Skip to content

Webhook certificates validation fails #1512

@maanur

Description

@maanur

/kind bug

What steps did you take and what happened:
I installed the latest version of Katib by cloning the repo's master tree and running make deploy against aour OpenShift 4.6.21 cluster.
Then I applied random-example.yaml.
Created experiment remains in Running condition, Trial's pods are not updated with sidecar containers, `deployment/katib-controller' shows logs with following lines:

2021/04/07 14:57:53 http: TLS handshake error from 10.254.2.1:47974: remote error: tls: bad certificate
2021/04/07 14:57:53 http: TLS handshake error from 10.254.2.1:47972: remote error: tls: bad certificate

What did you expect to happen:
Webhook certificates are valid, Trial's pods are injected with metric-gathering sidecars, Experiment successfully gathers metrics and progresses as it should.

Anything else you would like to add:
As a result of job/katib-cert-generator WebhookConfiguration's .webhooks[].clientConfig.caBundle are updated with ca.crt from katib-cert-generator-token secret, assigned for the SA katib-cert-generator.

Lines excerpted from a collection

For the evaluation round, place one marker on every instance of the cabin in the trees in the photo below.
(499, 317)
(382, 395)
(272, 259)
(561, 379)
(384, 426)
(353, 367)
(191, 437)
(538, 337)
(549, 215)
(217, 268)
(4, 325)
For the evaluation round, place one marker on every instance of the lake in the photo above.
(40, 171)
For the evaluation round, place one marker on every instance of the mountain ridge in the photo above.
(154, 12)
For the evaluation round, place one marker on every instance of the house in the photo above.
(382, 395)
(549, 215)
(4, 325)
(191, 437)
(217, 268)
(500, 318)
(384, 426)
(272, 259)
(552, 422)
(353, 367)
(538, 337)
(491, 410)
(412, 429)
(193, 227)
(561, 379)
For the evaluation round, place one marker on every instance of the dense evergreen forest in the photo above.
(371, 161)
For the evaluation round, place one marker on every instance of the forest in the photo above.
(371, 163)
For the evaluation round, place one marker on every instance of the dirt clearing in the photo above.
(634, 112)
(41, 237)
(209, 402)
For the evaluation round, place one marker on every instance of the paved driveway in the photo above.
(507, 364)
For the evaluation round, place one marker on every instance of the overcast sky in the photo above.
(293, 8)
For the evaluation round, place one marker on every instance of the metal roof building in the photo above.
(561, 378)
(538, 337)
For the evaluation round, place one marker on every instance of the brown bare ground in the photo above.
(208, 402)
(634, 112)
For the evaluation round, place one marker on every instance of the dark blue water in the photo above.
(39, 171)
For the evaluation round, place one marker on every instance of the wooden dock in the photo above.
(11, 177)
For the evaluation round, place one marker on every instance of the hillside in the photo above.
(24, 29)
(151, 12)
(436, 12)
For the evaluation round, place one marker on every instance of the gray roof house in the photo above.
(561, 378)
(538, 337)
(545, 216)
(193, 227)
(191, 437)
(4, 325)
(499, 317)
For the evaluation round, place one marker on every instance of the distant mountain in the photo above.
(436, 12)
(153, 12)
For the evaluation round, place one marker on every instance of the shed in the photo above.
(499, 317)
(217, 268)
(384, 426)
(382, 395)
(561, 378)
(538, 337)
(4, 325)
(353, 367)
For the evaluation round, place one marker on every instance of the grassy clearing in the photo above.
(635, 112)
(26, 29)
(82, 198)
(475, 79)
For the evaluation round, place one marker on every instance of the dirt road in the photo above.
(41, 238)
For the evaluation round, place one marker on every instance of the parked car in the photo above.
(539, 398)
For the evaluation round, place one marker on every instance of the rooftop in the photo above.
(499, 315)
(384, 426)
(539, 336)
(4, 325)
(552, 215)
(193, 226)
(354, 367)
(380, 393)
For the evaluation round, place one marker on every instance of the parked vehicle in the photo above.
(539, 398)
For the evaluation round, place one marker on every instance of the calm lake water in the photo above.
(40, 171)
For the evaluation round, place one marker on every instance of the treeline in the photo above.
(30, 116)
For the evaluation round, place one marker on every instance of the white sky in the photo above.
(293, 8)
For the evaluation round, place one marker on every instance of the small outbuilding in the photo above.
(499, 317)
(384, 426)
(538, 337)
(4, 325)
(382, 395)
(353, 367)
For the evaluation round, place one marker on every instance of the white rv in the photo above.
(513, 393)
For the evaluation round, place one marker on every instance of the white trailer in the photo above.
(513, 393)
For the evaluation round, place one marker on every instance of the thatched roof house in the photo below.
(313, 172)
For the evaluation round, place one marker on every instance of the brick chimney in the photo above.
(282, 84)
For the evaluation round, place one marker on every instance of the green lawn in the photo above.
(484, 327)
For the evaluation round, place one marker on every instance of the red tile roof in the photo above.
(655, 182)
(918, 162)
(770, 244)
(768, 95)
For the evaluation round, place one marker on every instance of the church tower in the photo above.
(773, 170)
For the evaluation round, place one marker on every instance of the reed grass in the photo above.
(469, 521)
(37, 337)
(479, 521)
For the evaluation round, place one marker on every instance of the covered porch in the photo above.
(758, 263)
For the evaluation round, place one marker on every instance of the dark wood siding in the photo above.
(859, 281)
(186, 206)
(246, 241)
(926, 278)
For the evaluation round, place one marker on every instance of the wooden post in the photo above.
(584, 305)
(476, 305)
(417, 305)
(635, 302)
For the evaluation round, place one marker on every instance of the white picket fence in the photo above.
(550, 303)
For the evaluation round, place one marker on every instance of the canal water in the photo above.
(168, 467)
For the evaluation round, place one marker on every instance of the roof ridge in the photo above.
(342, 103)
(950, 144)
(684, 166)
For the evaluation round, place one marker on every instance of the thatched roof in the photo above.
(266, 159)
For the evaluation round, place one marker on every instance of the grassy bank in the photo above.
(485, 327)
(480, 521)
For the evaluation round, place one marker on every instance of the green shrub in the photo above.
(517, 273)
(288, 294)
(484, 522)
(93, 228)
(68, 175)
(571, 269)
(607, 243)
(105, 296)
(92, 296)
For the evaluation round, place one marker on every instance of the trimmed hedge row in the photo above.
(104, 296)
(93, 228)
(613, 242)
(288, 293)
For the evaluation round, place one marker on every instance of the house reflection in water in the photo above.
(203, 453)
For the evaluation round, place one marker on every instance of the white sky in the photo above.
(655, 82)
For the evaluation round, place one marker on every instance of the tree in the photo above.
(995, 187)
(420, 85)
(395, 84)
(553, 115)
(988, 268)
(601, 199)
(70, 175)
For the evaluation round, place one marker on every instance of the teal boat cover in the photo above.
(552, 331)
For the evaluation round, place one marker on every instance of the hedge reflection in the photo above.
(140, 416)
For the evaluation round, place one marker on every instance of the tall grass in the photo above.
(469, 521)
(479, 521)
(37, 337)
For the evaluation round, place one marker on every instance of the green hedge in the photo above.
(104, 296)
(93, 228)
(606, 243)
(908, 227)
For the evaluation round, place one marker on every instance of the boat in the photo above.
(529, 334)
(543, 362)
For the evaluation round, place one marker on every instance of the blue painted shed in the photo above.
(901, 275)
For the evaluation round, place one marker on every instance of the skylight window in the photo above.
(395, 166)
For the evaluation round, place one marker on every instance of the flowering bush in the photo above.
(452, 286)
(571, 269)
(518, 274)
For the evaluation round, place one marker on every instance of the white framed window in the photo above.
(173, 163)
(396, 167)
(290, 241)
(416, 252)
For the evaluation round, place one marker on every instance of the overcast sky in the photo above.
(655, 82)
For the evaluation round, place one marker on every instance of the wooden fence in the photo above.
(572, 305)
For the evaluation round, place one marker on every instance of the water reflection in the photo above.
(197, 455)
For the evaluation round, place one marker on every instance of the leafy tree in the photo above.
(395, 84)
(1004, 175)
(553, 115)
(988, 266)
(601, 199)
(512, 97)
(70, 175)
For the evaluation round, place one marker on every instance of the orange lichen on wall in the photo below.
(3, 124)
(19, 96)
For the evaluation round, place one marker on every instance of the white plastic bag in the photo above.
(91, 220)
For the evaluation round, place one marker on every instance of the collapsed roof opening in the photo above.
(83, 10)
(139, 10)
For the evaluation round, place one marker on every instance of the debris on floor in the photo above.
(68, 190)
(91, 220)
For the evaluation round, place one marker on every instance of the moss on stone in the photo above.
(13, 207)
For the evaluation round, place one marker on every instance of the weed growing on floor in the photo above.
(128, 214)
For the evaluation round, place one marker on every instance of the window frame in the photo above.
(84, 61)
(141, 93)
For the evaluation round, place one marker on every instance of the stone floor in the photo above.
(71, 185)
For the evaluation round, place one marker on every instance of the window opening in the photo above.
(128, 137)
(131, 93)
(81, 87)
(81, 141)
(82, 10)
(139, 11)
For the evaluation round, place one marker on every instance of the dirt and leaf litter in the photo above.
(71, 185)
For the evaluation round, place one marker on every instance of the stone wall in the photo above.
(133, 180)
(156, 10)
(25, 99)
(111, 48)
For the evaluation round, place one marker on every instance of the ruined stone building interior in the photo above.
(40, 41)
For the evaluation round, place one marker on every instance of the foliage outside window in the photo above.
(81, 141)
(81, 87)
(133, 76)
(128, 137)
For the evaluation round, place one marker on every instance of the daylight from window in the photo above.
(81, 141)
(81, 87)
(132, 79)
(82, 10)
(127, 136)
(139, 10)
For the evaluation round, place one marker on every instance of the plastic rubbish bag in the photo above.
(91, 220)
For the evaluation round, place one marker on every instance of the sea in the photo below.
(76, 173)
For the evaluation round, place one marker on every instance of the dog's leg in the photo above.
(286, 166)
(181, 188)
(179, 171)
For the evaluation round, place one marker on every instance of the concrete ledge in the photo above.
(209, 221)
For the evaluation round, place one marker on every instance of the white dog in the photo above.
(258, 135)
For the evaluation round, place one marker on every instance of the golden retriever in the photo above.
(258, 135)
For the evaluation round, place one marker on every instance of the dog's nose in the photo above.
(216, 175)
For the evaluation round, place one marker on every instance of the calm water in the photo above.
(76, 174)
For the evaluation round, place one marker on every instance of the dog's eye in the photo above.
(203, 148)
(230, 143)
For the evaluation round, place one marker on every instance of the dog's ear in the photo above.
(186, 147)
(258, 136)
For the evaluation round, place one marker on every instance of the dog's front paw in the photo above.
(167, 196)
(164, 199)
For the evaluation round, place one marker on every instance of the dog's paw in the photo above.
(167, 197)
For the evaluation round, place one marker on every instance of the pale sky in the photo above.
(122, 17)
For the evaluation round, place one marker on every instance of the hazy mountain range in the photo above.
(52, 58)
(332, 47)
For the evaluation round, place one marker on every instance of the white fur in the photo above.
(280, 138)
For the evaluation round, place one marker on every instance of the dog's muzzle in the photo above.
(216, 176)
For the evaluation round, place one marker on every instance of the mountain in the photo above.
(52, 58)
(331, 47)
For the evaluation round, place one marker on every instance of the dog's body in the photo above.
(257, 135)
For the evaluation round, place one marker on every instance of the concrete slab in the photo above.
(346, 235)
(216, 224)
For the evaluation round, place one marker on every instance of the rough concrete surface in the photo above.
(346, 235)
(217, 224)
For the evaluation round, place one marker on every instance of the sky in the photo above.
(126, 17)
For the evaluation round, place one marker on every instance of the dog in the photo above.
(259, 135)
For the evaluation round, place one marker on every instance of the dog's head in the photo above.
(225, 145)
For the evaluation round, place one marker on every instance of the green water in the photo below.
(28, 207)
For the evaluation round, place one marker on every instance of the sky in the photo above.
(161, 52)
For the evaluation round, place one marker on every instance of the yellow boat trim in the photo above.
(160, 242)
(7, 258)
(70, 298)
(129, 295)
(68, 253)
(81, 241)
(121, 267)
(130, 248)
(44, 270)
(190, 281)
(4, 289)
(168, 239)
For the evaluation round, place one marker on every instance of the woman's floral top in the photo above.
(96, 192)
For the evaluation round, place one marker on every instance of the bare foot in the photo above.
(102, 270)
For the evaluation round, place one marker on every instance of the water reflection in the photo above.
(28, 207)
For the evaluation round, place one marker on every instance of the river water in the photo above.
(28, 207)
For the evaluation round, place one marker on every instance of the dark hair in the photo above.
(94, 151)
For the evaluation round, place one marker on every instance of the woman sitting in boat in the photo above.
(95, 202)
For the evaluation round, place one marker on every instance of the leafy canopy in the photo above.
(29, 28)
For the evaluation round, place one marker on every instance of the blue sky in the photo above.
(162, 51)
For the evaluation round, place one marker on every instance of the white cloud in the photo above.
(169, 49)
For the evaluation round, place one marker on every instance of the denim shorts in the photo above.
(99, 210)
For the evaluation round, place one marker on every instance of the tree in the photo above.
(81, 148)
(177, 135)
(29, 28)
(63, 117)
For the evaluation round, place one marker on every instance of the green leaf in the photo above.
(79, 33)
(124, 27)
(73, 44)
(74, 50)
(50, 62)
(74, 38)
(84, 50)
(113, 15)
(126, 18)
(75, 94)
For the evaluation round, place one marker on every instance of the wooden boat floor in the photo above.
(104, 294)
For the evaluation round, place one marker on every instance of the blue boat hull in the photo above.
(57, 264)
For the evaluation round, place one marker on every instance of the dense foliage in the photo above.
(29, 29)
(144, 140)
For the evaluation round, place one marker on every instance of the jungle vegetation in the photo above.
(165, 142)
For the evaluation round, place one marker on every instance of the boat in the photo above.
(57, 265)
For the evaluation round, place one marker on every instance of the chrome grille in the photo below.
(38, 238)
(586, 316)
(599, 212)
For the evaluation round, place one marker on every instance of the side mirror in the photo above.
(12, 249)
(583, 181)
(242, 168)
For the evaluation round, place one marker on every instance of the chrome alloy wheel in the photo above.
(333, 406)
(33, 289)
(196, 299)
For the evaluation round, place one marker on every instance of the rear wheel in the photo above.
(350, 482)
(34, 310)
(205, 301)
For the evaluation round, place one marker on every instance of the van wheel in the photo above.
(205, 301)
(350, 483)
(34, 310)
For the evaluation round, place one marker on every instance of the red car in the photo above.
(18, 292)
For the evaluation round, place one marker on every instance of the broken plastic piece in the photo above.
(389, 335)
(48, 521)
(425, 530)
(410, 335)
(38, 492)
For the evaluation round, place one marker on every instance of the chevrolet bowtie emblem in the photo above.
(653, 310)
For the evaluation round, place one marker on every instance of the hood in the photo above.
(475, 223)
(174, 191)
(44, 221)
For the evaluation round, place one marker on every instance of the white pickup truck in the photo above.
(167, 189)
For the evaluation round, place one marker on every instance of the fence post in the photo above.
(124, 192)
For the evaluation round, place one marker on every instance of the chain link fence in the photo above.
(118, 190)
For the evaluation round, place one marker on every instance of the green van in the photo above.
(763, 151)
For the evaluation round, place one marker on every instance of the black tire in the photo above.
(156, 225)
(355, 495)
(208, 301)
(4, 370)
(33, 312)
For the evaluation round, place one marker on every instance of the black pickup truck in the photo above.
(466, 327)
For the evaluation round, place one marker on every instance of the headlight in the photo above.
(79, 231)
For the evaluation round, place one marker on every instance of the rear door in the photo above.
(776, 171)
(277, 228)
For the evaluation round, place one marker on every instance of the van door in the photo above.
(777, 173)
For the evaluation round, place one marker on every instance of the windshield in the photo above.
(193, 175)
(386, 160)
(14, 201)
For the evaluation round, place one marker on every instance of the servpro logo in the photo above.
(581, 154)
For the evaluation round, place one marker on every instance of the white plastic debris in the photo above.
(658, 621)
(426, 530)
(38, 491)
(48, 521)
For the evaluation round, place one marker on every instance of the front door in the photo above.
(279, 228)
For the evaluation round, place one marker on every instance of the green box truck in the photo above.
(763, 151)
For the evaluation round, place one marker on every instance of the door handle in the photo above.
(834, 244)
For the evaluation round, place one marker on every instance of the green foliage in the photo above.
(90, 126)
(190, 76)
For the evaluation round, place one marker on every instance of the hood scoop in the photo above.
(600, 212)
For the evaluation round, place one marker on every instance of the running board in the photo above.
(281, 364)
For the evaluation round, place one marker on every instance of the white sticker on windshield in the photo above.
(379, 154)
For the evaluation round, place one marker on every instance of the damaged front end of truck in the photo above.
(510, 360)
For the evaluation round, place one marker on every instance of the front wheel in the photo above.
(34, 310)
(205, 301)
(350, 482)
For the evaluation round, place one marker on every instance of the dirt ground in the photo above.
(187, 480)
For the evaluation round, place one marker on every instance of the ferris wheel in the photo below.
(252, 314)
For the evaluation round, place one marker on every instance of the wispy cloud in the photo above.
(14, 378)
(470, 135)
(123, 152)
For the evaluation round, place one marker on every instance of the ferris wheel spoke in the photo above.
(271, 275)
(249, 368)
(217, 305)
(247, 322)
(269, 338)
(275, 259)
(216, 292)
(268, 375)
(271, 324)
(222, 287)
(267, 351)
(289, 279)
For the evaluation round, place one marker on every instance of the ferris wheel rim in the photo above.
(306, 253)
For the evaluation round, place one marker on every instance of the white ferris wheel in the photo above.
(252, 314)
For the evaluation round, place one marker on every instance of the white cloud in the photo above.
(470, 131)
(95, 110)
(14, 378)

- **Work to do**:
- A) Quote the webhook certificate issue word for word, everything from "What did you" down to "the SA katib-cert-generator.".
- B) List each outcome the webhook certificate issue says was expected to happen.

- **Expected answers**:
- A)
What did you expect to happen:
Webhook certificates are valid, Trial's pods are injected with metric-gathering sidecars, Experiment successfully gathers metrics and progresses as it should.

Anything else you would like to add:
As a result of job/katib-cert-generator WebhookConfiguration's .webhooks[].clientConfig.caBundle are updated with ca.crt from katib-cert-generator-token secret, assigned for the SA katib-cert-generator.

- B)
- Webhook certificates are valid.
- Trial's pods are injected with metric-gathering sidecars.
- Experiment successfully gathers metrics and progresses as it should.